Dataset items
_ _ _

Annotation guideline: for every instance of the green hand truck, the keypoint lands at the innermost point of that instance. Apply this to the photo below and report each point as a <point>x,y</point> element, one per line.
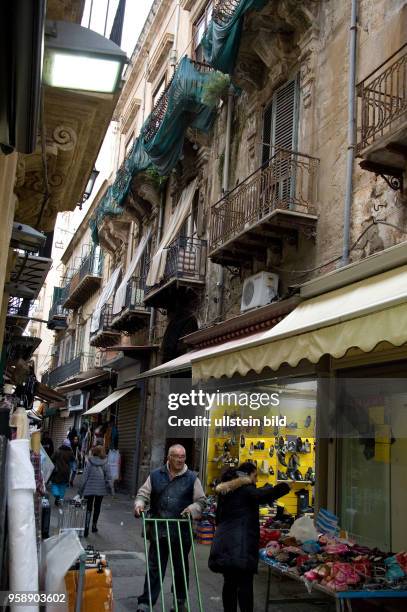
<point>174,531</point>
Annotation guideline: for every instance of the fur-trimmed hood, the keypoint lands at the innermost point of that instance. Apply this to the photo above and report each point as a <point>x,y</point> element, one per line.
<point>231,485</point>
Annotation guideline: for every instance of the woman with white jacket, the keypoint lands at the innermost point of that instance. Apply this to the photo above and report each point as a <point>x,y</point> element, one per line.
<point>96,483</point>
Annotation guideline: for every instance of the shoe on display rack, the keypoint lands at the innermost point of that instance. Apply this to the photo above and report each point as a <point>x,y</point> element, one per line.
<point>291,446</point>
<point>300,445</point>
<point>293,462</point>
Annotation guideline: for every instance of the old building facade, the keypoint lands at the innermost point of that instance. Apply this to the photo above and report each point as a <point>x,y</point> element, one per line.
<point>294,173</point>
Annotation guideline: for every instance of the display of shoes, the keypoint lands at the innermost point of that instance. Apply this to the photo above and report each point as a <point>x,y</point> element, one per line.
<point>293,461</point>
<point>306,446</point>
<point>299,444</point>
<point>281,457</point>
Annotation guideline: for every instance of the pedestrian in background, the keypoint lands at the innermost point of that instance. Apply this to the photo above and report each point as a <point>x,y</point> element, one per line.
<point>96,483</point>
<point>235,547</point>
<point>62,459</point>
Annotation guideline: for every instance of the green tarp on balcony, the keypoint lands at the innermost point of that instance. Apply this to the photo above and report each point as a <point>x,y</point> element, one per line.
<point>222,38</point>
<point>180,107</point>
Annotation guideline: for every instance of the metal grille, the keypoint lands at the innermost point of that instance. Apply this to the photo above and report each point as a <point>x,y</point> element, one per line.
<point>81,363</point>
<point>263,192</point>
<point>135,293</point>
<point>383,99</point>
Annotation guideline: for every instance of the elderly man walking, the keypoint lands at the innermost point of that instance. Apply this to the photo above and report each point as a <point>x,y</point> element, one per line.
<point>170,491</point>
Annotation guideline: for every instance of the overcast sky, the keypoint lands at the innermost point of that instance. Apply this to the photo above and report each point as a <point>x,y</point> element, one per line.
<point>135,16</point>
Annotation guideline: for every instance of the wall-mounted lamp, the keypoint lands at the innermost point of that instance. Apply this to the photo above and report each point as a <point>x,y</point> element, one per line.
<point>89,186</point>
<point>78,58</point>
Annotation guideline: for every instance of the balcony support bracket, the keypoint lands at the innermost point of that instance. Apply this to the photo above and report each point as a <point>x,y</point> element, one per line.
<point>393,176</point>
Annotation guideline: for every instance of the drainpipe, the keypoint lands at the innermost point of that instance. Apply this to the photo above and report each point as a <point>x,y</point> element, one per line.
<point>153,314</point>
<point>351,135</point>
<point>225,189</point>
<point>174,50</point>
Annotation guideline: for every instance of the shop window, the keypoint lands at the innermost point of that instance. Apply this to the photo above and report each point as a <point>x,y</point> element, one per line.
<point>199,30</point>
<point>159,90</point>
<point>372,460</point>
<point>277,434</point>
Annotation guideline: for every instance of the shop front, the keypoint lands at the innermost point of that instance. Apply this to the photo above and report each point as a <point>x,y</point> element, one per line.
<point>338,362</point>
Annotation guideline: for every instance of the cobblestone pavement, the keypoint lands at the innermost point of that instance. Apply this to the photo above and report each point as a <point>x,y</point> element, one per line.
<point>119,536</point>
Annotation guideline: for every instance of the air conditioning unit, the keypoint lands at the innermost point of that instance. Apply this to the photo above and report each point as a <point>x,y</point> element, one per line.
<point>75,401</point>
<point>258,290</point>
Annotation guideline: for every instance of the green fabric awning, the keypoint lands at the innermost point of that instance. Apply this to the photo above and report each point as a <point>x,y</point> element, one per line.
<point>222,38</point>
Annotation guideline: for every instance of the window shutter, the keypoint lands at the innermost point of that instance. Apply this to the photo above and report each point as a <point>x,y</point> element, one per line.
<point>280,129</point>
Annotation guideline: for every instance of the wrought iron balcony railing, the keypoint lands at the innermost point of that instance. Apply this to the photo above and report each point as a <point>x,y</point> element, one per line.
<point>383,100</point>
<point>18,307</point>
<point>186,260</point>
<point>286,182</point>
<point>105,334</point>
<point>80,363</point>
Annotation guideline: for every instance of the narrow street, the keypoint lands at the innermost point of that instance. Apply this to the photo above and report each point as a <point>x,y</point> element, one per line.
<point>119,536</point>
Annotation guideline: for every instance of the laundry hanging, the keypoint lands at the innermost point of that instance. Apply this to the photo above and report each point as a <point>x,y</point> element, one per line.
<point>120,297</point>
<point>157,266</point>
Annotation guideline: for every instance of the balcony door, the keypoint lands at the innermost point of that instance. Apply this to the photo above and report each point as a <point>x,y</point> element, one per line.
<point>280,137</point>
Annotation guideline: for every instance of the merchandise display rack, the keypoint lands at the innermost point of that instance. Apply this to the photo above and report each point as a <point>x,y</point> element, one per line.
<point>224,444</point>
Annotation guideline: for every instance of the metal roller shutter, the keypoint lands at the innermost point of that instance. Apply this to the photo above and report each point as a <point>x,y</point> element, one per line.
<point>128,423</point>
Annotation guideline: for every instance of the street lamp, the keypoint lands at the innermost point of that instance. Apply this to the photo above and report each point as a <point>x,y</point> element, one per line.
<point>78,58</point>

_ _ _

**Task to complete**
Apart from the pictures, every line above must be printed exactly.

**Result of the task**
Annotation guideline: for every instance of the green hand truck, the keypoint lands at the innermost point of that instance. Apply this to the photo below and report each point as a <point>x,y</point> element, one per line.
<point>174,531</point>
Annotation guideline: for every instance of the fur-trimmed hood, the keypoint lands at the innermost point of that instance. Apply this to the photo above and report each point as a <point>x,y</point> element, one per line.
<point>231,485</point>
Annotation guideline: for every instance of the woman with white jacket, the keypoint lands at the innermost point of that instance. Apply this to the photo above and report each point as a <point>x,y</point> element, one per line.
<point>96,483</point>
Annotation guideline: for every instance of the shoe on display rack, the keypoint lands at the innermost point of that instance. Apply this to the photo above and report each point as a <point>x,y</point> element, one per line.
<point>291,446</point>
<point>300,445</point>
<point>293,462</point>
Annotation guideline: for every instance of the old building facade, the keypoint lands at the innermost point of that instance. Apply this to the photo above and report each point as a <point>x,y</point> element, one per line.
<point>294,173</point>
Annotation guideline: for every instance of the display of shoes, the keypoint lands at the innermost point of that instance. Apply this to the photo above and report each point as a <point>x,y</point> element, one per line.
<point>293,461</point>
<point>306,446</point>
<point>299,444</point>
<point>281,457</point>
Annotation guideline: for every instance of the pedestrian in background, the keypoint lands at the innermost point of that instance. Apply this to the photo above and report each point as a <point>x,y</point> element, one per line.
<point>96,483</point>
<point>235,547</point>
<point>62,459</point>
Annotation guideline: for every instance of the green tarp on balcony, the keypoint lands at the innermost point of that instance. Apply this to the photo above and report each point as a <point>x,y</point> element, one per line.
<point>222,38</point>
<point>180,107</point>
Annotation guideline: for every instance of the metal grille, the keypoint lands at the innermost point of that instance. Apply this to the photo above and report each point as a <point>x,y</point> element, one per line.
<point>81,363</point>
<point>263,192</point>
<point>135,293</point>
<point>383,99</point>
Annotation guideline: for every instance of the elderly man walking, the keypoint lands at the innermost point of that instance. Apply this to the photo above and report each point as a <point>x,y</point> element, one per line.
<point>170,491</point>
Annotation guideline: for every instance of the overcast sky, the keypoint lands at the innermost point of that instance. Apply this to the photo above and report each point as a <point>x,y</point> element, one per line.
<point>135,16</point>
Annotation guideline: for every instance of the wall-mounted lamp, the keypoint lands at the innermost point of that instance. Apply this to the photo above and report each point as a <point>x,y</point> element, one per line.
<point>89,186</point>
<point>78,58</point>
Annotation guideline: for every instance of the balcony support bracket, the keypoint lands at the innermost point of that instance. Apply this to the photo above and report each point as a <point>x,y</point> element, one per line.
<point>393,176</point>
Annotation guideline: for every instance of the drainpipe, the keypoint lands at the innermost point of that instance. Apply this to the photo above and report each point as a <point>x,y</point> element, one per line.
<point>153,314</point>
<point>351,135</point>
<point>225,189</point>
<point>174,50</point>
Annotation guideline: for every instance of the shop window, the keypoint lands at the innermost point of that instance. Apply this to the photo above and report each point as a <point>x,y</point> element, one per line.
<point>199,30</point>
<point>159,90</point>
<point>372,460</point>
<point>277,434</point>
Annotation guideline: for every instance of the shop front, the keypoint lands at the innermost point of that instance. Apply this to the photo above and report each point as a <point>x,y</point> element, one per line.
<point>338,362</point>
Annotation guideline: for every instance of the cobblestone pavement, the keypoint lands at the innermost point of that instance. Apply this to the photo above and report each point as a <point>x,y</point> element, one per line.
<point>119,536</point>
Annotation guideline: for every instance of the air conditioning unit, the keypoint lands at the innermost point of that instance. Apply this to the photo above and report each point as a <point>x,y</point> element, one per line.
<point>75,401</point>
<point>258,290</point>
Annotation guideline: for every instance of the green fabric awning, the keypoint lands at the innermost point of that instance. Apply this to the photo above and report each point as a <point>x,y</point> element, one per line.
<point>222,38</point>
Annotation guideline: for every instance of the window shutter, the keypoint lands at the innermost point of that instance. Apply this to the photo above and report each point as a <point>x,y</point> element, one per line.
<point>280,129</point>
Annotation guideline: for every instance of the wrought iron balcony railing, the keypoint lands at the innermost point of that instance. Apply this to the photo above and report each point as a <point>x,y</point> element, one per line.
<point>383,100</point>
<point>18,307</point>
<point>186,260</point>
<point>286,182</point>
<point>105,334</point>
<point>80,363</point>
Annotation guideline: for every instance of the narrow street, the keypoint lands at the innermost point of that instance. Apply this to the photo above and report each point as a <point>x,y</point> element, one per line.
<point>119,536</point>
Annotation guideline: for every instance of the laundry hanging, the keypoint lands at the innermost point of that instance. Apply this to the photo above and report each point as a <point>x,y</point> element, one per line.
<point>120,297</point>
<point>157,266</point>
Annotation guideline: for every instance of the balcony door, the keypoint lands at the innermost point of that instance. Apply this to the photo above and report each point as a <point>x,y</point> element, one per line.
<point>280,137</point>
Annotation guideline: for every instance of the merchandise display rack, the keypoint lands at the innermost point of that instance. Apply this to the photo above and report each point as a <point>x,y</point> element, one per line.
<point>224,444</point>
Annotation guideline: for every instance of the metal roller shutter, the keypoint lands at the innermost point of that instance. Apply this to the photo above and report each point as a <point>x,y</point> element, one per line.
<point>128,423</point>
Annotation guideline: for every instance of the street lamp, the keypoint lands at the innermost point of that instance. Apply this to the photo above and report each point as a <point>x,y</point> element, one per line.
<point>78,58</point>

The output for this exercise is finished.